* **What the task requires**:
Lines of the material that include the string "form" should be returned.
+ + + + +
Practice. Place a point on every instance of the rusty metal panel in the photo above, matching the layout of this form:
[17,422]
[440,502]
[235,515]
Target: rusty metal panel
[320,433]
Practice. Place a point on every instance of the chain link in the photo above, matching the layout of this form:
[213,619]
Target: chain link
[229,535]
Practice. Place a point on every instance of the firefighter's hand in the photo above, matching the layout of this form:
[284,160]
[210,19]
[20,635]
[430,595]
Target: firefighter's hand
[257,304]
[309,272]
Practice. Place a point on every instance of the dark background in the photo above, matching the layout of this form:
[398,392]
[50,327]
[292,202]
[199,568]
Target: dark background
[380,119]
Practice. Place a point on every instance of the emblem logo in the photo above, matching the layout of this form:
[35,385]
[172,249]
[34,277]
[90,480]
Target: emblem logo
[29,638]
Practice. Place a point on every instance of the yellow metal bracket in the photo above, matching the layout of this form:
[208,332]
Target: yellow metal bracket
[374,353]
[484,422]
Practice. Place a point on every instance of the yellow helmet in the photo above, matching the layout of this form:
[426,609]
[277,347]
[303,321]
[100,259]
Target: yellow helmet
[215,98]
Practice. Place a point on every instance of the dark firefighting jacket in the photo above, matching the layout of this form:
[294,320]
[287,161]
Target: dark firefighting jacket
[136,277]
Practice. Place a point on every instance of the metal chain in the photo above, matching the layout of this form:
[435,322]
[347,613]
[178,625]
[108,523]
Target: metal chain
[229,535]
+ + + + +
* **Completed exercise**:
Practice. Place a point on every instance of the rusty metal panel in the photo above, matching the layout of this form:
Practice. Place a point on every instance of the chain link in the photo above, matching the layout of this form:
Practice. Place a point on every instance of the firefighter's hand in the photo above, matching the layout of this form:
Practice. Place a point on every instance of the dark background in the photo above, matching the layout of this form:
Practice. Place a point on every instance of the emblem logo in the photo above, matching the layout of this form:
Practice. Place a point on every instance of the yellow metal bracket in the photo above, matching the layout of this form:
Practice. Place a point on every instance of the yellow helmet in the photo above, matching the layout of this form:
Practice. Place a point on every instance of the dark firefighting jacket in the photo above, matching the layout of this form:
Practice. Place a point on every instance of the metal chain in the photo above, matching the layout of this form:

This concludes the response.